Stated task:
Restate each of the lines given below, word for word.
=-=-=
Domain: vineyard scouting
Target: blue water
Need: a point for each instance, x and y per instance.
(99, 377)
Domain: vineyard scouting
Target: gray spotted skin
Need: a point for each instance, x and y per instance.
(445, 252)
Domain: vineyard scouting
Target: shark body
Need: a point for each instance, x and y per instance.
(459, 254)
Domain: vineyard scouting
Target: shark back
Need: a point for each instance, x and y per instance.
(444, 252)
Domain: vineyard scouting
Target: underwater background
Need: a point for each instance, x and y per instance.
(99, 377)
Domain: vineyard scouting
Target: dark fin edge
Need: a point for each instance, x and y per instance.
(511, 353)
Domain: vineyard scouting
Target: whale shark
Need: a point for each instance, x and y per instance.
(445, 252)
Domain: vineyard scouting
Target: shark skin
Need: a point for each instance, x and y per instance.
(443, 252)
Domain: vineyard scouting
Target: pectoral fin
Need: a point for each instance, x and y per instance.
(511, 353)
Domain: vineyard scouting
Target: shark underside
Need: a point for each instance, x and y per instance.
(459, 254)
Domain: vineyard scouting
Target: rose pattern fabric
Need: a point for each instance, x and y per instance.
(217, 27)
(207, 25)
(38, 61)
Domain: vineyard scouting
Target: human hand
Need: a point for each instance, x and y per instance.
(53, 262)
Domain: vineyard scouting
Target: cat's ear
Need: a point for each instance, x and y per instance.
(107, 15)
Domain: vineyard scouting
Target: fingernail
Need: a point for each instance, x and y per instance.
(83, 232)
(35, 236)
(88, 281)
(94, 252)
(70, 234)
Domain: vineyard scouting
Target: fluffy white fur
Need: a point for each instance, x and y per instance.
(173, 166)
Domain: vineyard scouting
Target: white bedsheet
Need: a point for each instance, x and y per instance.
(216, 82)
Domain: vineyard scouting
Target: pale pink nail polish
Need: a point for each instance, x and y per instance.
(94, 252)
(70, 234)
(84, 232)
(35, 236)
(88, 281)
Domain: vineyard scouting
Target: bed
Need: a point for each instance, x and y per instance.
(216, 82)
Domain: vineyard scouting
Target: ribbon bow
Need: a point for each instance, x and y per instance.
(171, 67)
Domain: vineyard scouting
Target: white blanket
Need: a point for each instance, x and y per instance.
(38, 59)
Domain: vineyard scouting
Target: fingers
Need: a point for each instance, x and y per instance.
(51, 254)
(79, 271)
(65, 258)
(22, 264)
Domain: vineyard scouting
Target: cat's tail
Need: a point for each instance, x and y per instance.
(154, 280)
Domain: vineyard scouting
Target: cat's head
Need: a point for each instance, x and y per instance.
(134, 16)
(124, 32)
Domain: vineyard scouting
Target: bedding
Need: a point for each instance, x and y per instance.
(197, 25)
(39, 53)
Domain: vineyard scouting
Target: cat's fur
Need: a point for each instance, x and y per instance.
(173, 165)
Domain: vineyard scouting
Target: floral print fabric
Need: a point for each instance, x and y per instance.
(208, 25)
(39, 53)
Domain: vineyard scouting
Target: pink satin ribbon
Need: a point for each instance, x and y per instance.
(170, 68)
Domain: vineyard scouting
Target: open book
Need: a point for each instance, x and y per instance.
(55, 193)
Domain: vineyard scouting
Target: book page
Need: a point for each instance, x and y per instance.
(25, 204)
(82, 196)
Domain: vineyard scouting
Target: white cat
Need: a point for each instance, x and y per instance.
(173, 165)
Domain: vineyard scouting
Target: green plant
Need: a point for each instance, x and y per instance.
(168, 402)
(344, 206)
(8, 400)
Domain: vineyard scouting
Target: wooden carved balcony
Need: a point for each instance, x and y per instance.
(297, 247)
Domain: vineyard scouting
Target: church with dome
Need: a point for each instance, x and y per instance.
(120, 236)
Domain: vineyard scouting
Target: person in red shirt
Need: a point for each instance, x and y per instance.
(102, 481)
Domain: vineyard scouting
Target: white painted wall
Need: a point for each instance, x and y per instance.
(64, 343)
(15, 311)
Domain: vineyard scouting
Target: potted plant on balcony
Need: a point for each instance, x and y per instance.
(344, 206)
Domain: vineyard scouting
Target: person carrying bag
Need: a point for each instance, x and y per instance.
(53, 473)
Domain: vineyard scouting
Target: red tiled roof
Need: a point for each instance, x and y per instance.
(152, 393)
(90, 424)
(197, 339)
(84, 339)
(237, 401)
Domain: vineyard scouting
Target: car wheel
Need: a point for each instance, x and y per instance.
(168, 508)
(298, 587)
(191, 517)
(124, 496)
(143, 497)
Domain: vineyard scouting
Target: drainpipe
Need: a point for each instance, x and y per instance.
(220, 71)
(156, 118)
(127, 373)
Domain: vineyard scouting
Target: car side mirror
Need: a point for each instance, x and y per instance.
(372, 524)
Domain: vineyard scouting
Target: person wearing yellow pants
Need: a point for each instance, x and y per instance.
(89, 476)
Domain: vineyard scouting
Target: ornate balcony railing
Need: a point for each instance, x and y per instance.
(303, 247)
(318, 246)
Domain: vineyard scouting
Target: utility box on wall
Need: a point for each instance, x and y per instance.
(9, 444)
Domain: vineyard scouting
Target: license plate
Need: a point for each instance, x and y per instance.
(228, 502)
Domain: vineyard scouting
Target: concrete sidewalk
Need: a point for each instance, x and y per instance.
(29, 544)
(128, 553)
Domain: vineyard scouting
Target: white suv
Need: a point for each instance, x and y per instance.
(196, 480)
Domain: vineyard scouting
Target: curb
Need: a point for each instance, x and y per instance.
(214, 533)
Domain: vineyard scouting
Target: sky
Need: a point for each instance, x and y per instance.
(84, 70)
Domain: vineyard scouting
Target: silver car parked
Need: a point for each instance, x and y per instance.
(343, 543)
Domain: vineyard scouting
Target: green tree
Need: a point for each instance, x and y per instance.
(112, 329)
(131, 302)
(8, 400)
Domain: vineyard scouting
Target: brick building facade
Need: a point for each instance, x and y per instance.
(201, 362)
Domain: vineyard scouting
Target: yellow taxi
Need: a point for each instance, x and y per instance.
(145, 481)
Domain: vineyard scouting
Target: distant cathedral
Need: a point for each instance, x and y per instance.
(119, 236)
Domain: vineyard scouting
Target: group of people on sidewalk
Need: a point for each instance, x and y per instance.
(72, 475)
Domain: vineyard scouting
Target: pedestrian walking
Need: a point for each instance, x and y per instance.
=-=-=
Solution to this exercise:
Domain: vineyard scouting
Target: blue water
Need: a point for each instance, x and y per instance.
(99, 377)
Domain: vineyard scouting
Target: gray spotted skin
Need: a point for each instance, x and y per instance.
(445, 252)
Domain: vineyard scouting
Target: shark body
Need: a point for each instance, x and y per instance.
(459, 254)
Domain: vineyard scouting
Target: shark back
Need: a point for each instance, x and y per instance.
(444, 252)
Domain: vineyard scouting
Target: underwater background
Need: a point for each instance, x and y per instance.
(99, 377)
Domain: vineyard scouting
Target: dark fin edge
Need: a point for each instance, x and y per instance.
(511, 353)
Domain: vineyard scouting
Target: whale shark
Need: a point for each instance, x and y per instance.
(445, 252)
Domain: vineyard scouting
Target: shark skin
Need: a point for each instance, x and y per instance.
(443, 252)
Domain: vineyard scouting
Target: pectoral fin
Need: a point for each instance, x and y per instance.
(511, 353)
Domain: vineyard scouting
Target: shark underside
Need: a point for each instance, x and y per instance.
(459, 254)
Domain: vineyard scouting
Target: rose pattern fabric
Need: a point for each instance, x and y per instance.
(217, 27)
(207, 25)
(38, 61)
Domain: vineyard scouting
Target: human hand
Need: a point for each instance, x and y per instance.
(53, 262)
Domain: vineyard scouting
Target: cat's ear
Need: a point for each instance, x and y per instance.
(107, 15)
Domain: vineyard scouting
Target: fingernail
Need: a point for each instance, x and y per instance.
(83, 232)
(35, 236)
(88, 281)
(94, 252)
(70, 234)
Domain: vineyard scouting
Target: fluffy white fur
Need: a point for each instance, x and y per instance.
(173, 166)
Domain: vineyard scouting
Target: white bedsheet
Need: a point for each instance, x and y per instance.
(216, 82)
Domain: vineyard scouting
Target: pale pink nail polish
Need: a point for each instance, x and y per instance.
(94, 252)
(70, 234)
(84, 232)
(35, 236)
(88, 281)
Domain: vineyard scouting
Target: bed
Need: a point for each instance, x and y per instance.
(216, 82)
Domain: vineyard scouting
Target: ribbon bow
Need: a point for each instance, x and y per instance.
(171, 67)
Domain: vineyard scouting
Target: white blanket
Need: a point for each instance, x and y per instance.
(38, 59)
Domain: vineyard scouting
Target: fingers
Need: a point for each instance, x and y per instance.
(51, 254)
(79, 271)
(65, 258)
(22, 264)
Domain: vineyard scouting
Target: cat's tail
Need: a point for each instance, x and y per instance.
(154, 280)
Domain: vineyard scouting
Target: cat's head
Need: a point for each instance, x and y per instance.
(134, 16)
(124, 32)
Domain: vineyard scouting
Target: bedding
Need: a point for each instance, x and y per instance.
(197, 25)
(39, 53)
Domain: vineyard scouting
Target: cat's fur
Need: a point for each instance, x and y per instance.
(173, 165)
Domain: vineyard scouting
Target: floral print fabric
Need: a point for each instance, x and y per instance.
(208, 25)
(39, 53)
Domain: vineyard scouting
Target: pink satin ribbon
Need: a point for each instance, x and y per instance.
(170, 68)
Domain: vineyard scouting
Target: open book
Need: a point for each instance, x and y per instance.
(55, 193)
Domain: vineyard scouting
Target: book page
Need: a point for each instance, x and y per instance.
(25, 204)
(82, 196)
Domain: vineyard scouting
Target: white cat
Need: a point for each instance, x and y per instance.
(173, 165)
Domain: vineyard scouting
Target: green plant
Need: a point for each instance, x and y per instance.
(168, 402)
(344, 206)
(8, 400)
Domain: vineyard scouting
Target: wooden carved balcony
Need: a point for each instance, x and y per instance.
(297, 247)
Domain: vineyard scouting
Target: church with dome
Need: a point for each instance, x and y per instance.
(120, 236)
Domain: vineyard scouting
Target: person in red shirt
Need: a point for each instance, x and y per instance.
(102, 481)
Domain: vineyard scouting
Target: white painted wall
Need: a point for each instance, x and y per instance.
(64, 343)
(15, 311)
Domain: vineyard scouting
Target: potted plant on balcony
Need: a point for each instance, x and y per instance.
(344, 206)
Domain: vineyard scouting
Target: person carrying bag
Need: a point for each instance, x and y per instance.
(53, 473)
Domain: vineyard scouting
Target: red tiled roof
Need: a point for each instance, x and y per instance.
(152, 393)
(90, 424)
(197, 339)
(84, 339)
(237, 401)
Domain: vineyard scouting
Target: car wheel
Need: a point for each instance, x and y per instance.
(168, 508)
(298, 587)
(191, 517)
(124, 496)
(143, 497)
Domain: vineyard scouting
Target: drainpipe
Need: a point for each instance, x and y per instance.
(220, 71)
(156, 118)
(127, 373)
Domain: vineyard scouting
Target: car side mirror
Need: a point for each instance, x and y per instance.
(372, 524)
Domain: vineyard scouting
Target: person wearing yellow pants
Need: a point for each instance, x and y per instance.
(89, 476)
Domain: vineyard scouting
Target: ornate balcony railing
Need: a point for each instance, x and y per instance.
(303, 247)
(318, 246)
Domain: vineyard scouting
Target: utility box on wall
Need: a point for each instance, x and y per instance.
(9, 444)
Domain: vineyard scouting
Target: license plate
Need: a point for each instance, x and y per instance.
(228, 502)
Domain: vineyard scouting
Target: concrete sidewalk
Need: a point for each instance, x and y per instance.
(29, 544)
(128, 553)
Domain: vineyard scouting
Target: white suv
Need: a point for each instance, x and y per instance.
(196, 480)
Domain: vineyard scouting
Target: curb
Need: a point for each instance, x and y per instance.
(214, 533)
Domain: vineyard scouting
Target: sky
Need: a point for each instance, x and y per instance.
(84, 70)
Domain: vineyard scouting
Target: silver car parked
Need: a point for each instance, x and y per instance.
(343, 543)
Domain: vineyard scouting
Target: green tree
Need: a point for each instance, x and y per instance.
(112, 329)
(131, 302)
(8, 400)
Domain: vineyard scouting
Target: brick building facade
Need: a point for each instance, x and y per instance.
(201, 362)
Domain: vineyard scouting
Target: yellow taxi
Need: a point for each instance, x and y per instance.
(145, 481)
Domain: vineyard scouting
Target: distant cathedral
Need: a point for each instance, x and y per instance.
(119, 236)
Domain: vineyard scouting
Target: group of people on sidewalk
Need: a point for each instance, x and y per instance.
(72, 475)
Domain: vineyard scouting
Target: pedestrian walking
Need: a point for each instance, x and y per instance.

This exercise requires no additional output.